### Texto extraído
>>>
No recuerdo bien el proceso mental que experimenté, pero supongo que desde el fondo de mi alma, me gritaba que si lo hacía, se detendría la película, pero también mataría a mi Monstruo...y a mí. Se acabaría todo… Recuerdo que aquella idea me fascinó. Eso sí lo recuerdo.

¿Y por qué no? Después de todo, que pintaba en este mundo una estúpida como yo, que no era capaz de sacar un curso de bachillerato adelante, que era excesivamente torpe para cuidar de un niño, el hijo de dos años de Mi Madrina, que sentía demasiada vergüenza como para salir a la calle y enfrentarse a las miradas de la gente…  y mi Madrina estaría mejor sin mí. No tendría que cuidar de alguien tan horrible como yo, se sentiría mejor, más libre para ser feliz con su nueva familia. Estaba cansada, muy cansada, sin duda era la solución a todo. Y no por cobardía, sino por apatía.

Había leído que si llegan a tiempo, te hacen un lavado de estómago. No quería que me encontrasen hasta que fuese demasiado tarde. Esperaría. Encontraría el momento adecuado para que todo saliese perfecto. Lo planeé para el sábado siguiente, mi Madrina trabajaba, su hijo se lo llevaría su hermana y yo estaría completamente sola. Le compré a mi amiga más pastillas. Robé el dinero de la caja de la tienda de mi Madrina. Incluso llegué a escribir una nota, pidiéndole perdón por el hurto.

Tenía una dálmata. Era más lista que el hambre. Solo le faltaba hablar. Hacía cualquier cosa por una galleta. Esa tarde se comportó de una forma extraña. Estuvo ladrando y dándome pequeños mordiscos todo el rato, muy nerviosa. Seguramente es coincidencia, pero jamás la he vuelto a ver comportarse así. Me preocupó tanto que volví a posponer mi decisión.

En otra ocasión acababa de discutir con mi Madrina. No recuerdo la razón. Posiblemente fuese una tontería, una discusión de las que todos los padres pasan con sus hijos adolescentes. Pero ella me dijo algo que me hirió de manera profunda: “te pareces a tu padre”. Ni siquiera recuerdo el contexto de la conversación, probablemente no quiso decir lo que dijo, o yo lo interpreté mal. O ella también es humana…

Solo recuerdo cómo me golpearon aquellas palabras. Creo que fue la primera vez que fui realmente consciente de la clase de Monstruo que era mi padre, y creo que por un momento tuve conciencia real de lo que me había hecho y de todas sus consecuencias y me vi superada. No pude asumirlo en ese momento.

Ahora, después de casi treinta años creo que lo que vi aquella tarde, lo que sentí tras oír las palabras de mi Madrina, es exactamente lo que ahora empiezo a comprender, a analizar y a asimilar. Creo que en ese instante mi mente se vio desbordada por todo y reaccionó de la única forma que encontró.
<<<
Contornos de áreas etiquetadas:
>>>
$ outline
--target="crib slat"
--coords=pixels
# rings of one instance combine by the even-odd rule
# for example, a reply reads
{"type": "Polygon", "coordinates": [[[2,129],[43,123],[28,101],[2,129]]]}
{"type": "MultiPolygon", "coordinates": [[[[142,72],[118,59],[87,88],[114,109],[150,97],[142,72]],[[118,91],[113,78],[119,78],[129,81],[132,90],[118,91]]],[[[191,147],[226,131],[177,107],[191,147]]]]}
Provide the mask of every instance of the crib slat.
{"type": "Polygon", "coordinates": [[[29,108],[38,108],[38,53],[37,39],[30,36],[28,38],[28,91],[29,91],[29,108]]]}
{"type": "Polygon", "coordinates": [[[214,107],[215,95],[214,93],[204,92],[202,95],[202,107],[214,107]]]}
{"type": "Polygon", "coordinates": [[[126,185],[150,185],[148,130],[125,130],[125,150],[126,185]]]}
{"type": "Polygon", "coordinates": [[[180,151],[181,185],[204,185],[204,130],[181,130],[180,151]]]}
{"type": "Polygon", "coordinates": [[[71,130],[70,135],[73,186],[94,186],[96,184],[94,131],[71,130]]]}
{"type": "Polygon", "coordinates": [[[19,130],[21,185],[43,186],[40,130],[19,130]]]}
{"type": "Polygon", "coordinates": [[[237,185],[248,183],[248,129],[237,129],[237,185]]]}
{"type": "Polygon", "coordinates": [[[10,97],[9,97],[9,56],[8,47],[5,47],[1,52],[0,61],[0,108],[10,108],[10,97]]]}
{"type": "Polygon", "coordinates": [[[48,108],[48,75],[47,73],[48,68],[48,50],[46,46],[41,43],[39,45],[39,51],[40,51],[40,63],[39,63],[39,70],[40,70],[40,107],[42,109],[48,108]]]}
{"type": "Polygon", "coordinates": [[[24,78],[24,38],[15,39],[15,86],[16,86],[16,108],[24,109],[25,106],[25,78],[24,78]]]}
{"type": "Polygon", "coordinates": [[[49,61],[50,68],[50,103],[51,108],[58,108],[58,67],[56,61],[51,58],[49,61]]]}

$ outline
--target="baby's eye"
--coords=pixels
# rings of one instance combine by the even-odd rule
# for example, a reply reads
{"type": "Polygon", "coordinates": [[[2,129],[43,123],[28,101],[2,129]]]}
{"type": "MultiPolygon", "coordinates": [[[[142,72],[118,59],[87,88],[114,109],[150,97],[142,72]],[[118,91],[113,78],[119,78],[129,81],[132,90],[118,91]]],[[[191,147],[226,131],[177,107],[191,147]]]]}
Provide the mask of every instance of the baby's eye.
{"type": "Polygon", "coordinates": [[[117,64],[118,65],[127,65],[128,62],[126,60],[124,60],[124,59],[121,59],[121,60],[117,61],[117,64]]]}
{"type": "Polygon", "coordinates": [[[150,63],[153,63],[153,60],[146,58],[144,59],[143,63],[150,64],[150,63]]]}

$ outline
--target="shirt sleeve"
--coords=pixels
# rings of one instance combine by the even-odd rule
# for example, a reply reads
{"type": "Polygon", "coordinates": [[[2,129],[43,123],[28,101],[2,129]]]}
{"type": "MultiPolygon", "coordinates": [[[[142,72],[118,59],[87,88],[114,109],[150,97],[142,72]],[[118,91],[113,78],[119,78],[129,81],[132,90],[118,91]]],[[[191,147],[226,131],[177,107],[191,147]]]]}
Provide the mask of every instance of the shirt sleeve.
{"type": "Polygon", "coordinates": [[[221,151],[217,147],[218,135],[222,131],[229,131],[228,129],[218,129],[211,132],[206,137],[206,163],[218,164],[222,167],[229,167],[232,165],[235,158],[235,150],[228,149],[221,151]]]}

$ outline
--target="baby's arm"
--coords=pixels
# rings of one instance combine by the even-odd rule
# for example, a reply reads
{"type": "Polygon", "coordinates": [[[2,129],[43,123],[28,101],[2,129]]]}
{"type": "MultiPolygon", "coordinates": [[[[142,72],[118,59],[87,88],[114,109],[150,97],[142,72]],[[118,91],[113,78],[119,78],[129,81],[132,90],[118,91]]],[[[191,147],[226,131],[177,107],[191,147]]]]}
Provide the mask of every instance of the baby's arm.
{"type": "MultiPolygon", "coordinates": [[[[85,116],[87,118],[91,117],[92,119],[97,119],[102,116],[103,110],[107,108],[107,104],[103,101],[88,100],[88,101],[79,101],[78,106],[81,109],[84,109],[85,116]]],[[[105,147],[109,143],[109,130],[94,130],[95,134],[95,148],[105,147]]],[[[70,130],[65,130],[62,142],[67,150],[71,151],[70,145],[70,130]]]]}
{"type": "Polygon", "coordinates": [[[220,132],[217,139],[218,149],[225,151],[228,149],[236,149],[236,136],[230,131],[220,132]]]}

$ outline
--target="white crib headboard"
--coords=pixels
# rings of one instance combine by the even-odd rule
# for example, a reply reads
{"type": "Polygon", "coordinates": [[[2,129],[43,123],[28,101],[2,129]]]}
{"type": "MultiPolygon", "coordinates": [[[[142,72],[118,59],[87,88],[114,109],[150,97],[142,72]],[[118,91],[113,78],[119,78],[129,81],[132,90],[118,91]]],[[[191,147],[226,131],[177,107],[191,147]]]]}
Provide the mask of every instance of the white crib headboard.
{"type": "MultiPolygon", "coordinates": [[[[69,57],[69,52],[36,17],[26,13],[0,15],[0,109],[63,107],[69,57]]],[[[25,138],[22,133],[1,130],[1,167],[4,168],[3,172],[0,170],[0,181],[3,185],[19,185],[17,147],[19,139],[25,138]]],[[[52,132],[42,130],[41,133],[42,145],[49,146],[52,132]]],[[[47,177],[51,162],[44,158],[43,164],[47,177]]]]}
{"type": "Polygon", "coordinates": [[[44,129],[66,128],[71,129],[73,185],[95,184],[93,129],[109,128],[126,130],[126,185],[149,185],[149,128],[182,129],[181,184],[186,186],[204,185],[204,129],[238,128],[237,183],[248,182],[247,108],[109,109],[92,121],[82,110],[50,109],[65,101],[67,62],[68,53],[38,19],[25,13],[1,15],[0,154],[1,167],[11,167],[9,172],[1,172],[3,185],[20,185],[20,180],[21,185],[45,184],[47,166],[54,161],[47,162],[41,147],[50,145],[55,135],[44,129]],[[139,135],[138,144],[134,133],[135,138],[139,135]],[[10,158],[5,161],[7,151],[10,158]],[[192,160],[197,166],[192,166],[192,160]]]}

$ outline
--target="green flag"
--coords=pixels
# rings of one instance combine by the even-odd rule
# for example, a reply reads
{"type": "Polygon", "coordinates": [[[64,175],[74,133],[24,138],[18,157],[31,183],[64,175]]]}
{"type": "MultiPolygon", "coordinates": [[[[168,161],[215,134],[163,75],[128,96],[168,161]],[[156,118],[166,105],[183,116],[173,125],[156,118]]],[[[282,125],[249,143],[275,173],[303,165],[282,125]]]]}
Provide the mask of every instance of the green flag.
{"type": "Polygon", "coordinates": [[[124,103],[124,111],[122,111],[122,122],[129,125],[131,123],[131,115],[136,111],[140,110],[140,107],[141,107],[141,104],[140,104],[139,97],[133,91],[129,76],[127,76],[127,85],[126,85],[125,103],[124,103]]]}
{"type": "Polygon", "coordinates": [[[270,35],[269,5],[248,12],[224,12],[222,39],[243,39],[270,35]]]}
<<<
### Lista de tareas
1. Extrae del relato sobre la Madrina el fragmento que empieza en "Solo recuerdo cómo" y termina en "en ese momento.".
2. Traduce al inglés esta oración del relato sobre la Madrina: "Estuvo ladrando y dándome pequeños mordiscos todo el rato, muy nerviosa."
3. Prosigue el relato sobre la Madrina a partir de su última oración.

### Resultados por tarea
1.
Solo recuerdo cómo me golpearon aquellas palabras. Creo que fue la primera vez que fui realmente consciente de la clase de Monstruo que era mi padre, y creo que por un momento tuve conciencia real de lo que me había hecho y de todas sus consecuencias y me vi superada. No pude asumirlo en ese momento.

2. She kept barking and giving me little nips the whole time, very nervous.

3.
Recuerdo que quité la cuchilla a un rasca-vidrios de la cocina y fui a mi habitación. No pude hacerlo. Mi mano empezó a temblar de tal manera que no conseguía acertar en el corte. Y me sentí peor todavía, porque ni siquiera era capaz de matarme… recuerdo que empecé a divagar con el pensamiento, y al verme incapaz de realizar un corte limpio, me sentí cobarde, me infringí varias heridas, me castigaba por inútil. Recuerdo la hipnótica sensación de alivio que sentía con cada corte.

Al no conseguir mi objetivo, tome la alternativa de escaparme de casa. Pasé tres días en una pensión para prostitutas de mala muerte en las afueras de la ciudad. De esas en las que tenías que compartir un aseo común con varios inquilinos y un montón de cucarachas.

No fue la única vez que tuve esos pensamientos suicidas. En el futuro, mi juego con las drogas y con otras prácticas de riesgo eran en el fondo una manera de autolesionarme, sin medir las consecuencias, y siendo plenamente consciente de ello.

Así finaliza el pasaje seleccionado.